Source:
But what if we wanted to go a level deeper, to understand a little bit more in depth, what people thought and said about our conference? What if we wanted to build a map, that shows all the topics that were discussed, the sentiment around them, and how these two things evolved with time? That's what we're going to explore in this series of blogs.
Over a 5 day period, we collected about 77,000 tweets about the Web Summit 2015 using the Twitter Streaming API and in this blog series, we're going to explore them and see what we can extract.
Note: This is a step by step guide which contains all you need to accomplish (almost) the same results, so feel free to try it for yourself.
In the first part of this series, we're going to build a 2D map of the tweets that we've collected, to get a better sense of what people talked about at a high level. We're going to try and put the similar tweets closer together on this map, and the dissimilar ones further apart.
We'll try out a few different methods such as classical document vectors with tf-idf scoring, K-means clustering, Latent Dirichlet Allocation (LDA), averaged Word Vectors (using GloVe word embeddings), Paragraph Vectors (using gensim's doc2vec implementation) and finally Skip-Thought Vectors to group together similar tweets, and we will then use a dimensionality reduction algorithm called t-SNE to give each tweet an (x,y) co-ordinate in a 2D space, that allows us to put the tweets on a scatter plot.

(Some items)
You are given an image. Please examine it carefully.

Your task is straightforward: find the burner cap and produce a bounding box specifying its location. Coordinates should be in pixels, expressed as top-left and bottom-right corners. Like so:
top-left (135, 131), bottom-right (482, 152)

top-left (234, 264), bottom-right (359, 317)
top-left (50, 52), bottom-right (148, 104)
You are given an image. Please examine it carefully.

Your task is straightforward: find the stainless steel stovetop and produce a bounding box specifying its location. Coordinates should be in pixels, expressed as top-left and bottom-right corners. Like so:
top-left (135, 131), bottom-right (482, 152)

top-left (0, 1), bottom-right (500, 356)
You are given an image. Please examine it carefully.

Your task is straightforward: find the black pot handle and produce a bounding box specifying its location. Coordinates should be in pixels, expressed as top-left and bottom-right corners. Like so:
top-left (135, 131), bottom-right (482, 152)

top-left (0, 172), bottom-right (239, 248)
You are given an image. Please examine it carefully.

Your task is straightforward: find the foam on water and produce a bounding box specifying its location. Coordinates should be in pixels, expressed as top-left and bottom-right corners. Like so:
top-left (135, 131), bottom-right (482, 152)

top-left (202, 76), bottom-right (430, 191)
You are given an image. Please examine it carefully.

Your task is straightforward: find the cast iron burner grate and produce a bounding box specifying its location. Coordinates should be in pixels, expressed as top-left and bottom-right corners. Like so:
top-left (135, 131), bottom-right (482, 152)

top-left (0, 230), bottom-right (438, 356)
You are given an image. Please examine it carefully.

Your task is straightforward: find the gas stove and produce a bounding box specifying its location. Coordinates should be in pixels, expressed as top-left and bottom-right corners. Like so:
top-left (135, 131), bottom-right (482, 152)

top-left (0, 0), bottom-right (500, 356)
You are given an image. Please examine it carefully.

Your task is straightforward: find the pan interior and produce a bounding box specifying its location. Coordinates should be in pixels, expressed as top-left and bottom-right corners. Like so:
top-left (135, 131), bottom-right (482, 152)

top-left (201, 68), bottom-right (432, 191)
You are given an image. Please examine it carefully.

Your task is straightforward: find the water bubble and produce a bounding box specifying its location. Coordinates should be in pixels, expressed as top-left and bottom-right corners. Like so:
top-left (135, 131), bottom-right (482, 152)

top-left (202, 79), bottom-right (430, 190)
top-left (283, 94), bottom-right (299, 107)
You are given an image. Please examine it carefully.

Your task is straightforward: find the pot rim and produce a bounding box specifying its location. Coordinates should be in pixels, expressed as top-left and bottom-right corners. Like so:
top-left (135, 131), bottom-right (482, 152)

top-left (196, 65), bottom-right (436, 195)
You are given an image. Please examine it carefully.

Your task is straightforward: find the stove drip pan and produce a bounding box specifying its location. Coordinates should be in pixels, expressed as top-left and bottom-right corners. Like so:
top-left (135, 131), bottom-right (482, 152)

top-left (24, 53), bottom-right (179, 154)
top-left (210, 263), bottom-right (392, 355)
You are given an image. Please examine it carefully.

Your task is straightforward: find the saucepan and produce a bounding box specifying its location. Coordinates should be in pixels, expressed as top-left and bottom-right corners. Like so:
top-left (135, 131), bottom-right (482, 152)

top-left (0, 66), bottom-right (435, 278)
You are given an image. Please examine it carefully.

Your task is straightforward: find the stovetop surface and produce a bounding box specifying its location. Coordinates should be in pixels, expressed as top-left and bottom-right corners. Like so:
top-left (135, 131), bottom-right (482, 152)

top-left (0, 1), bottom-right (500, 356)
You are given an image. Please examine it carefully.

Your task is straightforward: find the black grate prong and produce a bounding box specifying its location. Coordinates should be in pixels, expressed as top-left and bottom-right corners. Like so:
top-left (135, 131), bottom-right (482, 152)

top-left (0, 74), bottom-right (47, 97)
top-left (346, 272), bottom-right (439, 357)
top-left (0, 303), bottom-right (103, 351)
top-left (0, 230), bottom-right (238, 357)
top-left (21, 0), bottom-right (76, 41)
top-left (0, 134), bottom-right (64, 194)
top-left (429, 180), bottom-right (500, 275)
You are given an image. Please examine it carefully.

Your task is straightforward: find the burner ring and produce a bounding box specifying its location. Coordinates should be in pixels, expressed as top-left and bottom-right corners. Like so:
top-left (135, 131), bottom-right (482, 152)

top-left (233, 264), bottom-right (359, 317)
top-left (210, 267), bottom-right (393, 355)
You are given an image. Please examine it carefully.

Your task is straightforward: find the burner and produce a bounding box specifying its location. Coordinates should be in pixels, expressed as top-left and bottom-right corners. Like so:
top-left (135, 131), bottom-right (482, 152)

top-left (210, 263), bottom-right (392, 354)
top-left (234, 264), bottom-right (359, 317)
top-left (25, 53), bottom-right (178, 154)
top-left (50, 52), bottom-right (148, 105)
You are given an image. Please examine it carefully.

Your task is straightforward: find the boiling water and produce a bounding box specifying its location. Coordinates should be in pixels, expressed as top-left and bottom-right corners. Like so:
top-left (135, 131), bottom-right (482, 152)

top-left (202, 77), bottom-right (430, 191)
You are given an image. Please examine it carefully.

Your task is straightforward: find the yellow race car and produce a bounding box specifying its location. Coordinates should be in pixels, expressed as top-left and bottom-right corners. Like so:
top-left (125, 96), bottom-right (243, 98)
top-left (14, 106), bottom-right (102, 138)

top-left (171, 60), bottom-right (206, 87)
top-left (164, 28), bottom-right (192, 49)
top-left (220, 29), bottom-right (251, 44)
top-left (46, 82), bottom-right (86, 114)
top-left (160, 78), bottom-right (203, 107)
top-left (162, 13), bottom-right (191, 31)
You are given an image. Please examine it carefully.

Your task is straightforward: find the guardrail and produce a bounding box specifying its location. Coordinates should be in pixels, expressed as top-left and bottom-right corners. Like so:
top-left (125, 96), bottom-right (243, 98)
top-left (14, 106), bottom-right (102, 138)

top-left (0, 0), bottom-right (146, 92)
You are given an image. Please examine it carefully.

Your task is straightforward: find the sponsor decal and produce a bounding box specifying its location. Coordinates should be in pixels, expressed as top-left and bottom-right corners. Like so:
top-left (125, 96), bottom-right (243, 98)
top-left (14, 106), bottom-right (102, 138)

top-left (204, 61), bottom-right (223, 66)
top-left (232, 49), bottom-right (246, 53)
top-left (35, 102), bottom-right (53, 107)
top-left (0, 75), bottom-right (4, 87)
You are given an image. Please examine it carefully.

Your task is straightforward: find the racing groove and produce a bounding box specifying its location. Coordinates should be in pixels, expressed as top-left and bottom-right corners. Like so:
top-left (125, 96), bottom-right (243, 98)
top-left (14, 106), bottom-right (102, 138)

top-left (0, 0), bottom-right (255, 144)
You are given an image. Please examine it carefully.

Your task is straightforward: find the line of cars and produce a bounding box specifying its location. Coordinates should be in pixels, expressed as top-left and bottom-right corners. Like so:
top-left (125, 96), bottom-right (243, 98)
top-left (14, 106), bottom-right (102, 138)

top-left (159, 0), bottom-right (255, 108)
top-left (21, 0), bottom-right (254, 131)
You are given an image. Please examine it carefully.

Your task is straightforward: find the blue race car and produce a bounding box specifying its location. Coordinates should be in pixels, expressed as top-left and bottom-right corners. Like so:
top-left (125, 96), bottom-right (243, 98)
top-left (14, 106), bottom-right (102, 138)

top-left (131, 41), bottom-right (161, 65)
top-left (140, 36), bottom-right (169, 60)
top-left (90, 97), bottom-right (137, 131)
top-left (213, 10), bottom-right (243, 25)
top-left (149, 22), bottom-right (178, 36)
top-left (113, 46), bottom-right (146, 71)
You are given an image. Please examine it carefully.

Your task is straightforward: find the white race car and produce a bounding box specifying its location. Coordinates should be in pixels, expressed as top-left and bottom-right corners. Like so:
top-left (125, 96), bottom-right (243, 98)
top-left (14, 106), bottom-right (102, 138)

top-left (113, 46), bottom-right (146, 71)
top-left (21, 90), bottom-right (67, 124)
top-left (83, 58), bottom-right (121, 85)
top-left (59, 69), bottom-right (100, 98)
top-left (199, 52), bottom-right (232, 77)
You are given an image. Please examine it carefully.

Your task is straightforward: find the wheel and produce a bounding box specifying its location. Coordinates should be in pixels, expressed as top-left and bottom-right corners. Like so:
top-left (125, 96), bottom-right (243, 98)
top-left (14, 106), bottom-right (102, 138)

Given problem: Write what comes next in the Web Summit tweet blog, starting after its final sentence. The items stand apart from the Web Summit tweet blog.

Answer to this task:
In [1]:
import json
tweets_file = '/Users/parsa/Desktop/WebSummit 2015/websummit_dump_20151106155110'
with open(tweets_file) as f:
tweets = json.load(f)
print('# of tweets:', len(tweets))
for tweet in tweets[:5]:
print(tweet["text"])
Next we're going to do some pre-processing to remove stopwords such as "the" and "a", convert the tweets to lower case, and normalize the URLs, user names, smiley faces, hashtags, elongated words, and numbers. We define the pre-processor class as follows:
In [2]:
import re
class TweetPreprocessor(object):
def __init__(self):
self.FLAGS = re.MULTILINE | re.DOTALL
self.ALLCAPS = '<allcaps>'
self.HASHTAG = '<hashtag>'
self.URL = '<url>'
self.USER = '<user>'
self.SMILE = '<smile>'
self.LOLFACE = '<lolface>'
self.SADFACE = '<sadface>'
self.NEUTRALFACE = '<neutralface>'
self.HEART = '<heart>'
self.NUMBER = '<number>'
self.REPEAT = '<repeat>'
self.ELONG = '<elong>'
def _hashtag(self, text):
text = text.group()
hashtag_body = text[1:]
if hashtag_body.isupper():
result = (self.HASHTAG + " {} " + self.ALLCAPS).format(hashtag_body)
else:
result = " ".join([self.HASHTAG] + re.split(r"(?=[A-Z])", hashtag_body, flags=self.FLAGS))
return result
def _allcaps(self, text):
text = text.group()
return text.lower() + ' ' + self.ALLCAPS
def preprocess(self, text):
eyes, nose = r"[8:=;]", r"['`\-]?"
re_sub = lambda pattern, repl: re.sub(pattern, repl, text, flags=self.FLAGS)
text = re_sub(r"https?:\/\/\S+\b|www\.(\w+\.)+\S*", self.URL)
text = re_sub(r"/"," / ")
text = re_sub(r"@\w+", self.USER)
text = re_sub(r"{}{}[)dD]+|[)dD]+{}{}".format(eyes, nose, nose, eyes), self.SMILE)
text = re_sub(r"{}{}p+".format(eyes, nose), self.LOLFACE)
text = re_sub(r"{}{}\(+|\)+{}{}".format(eyes, nose, nose, eyes), self.SADFACE)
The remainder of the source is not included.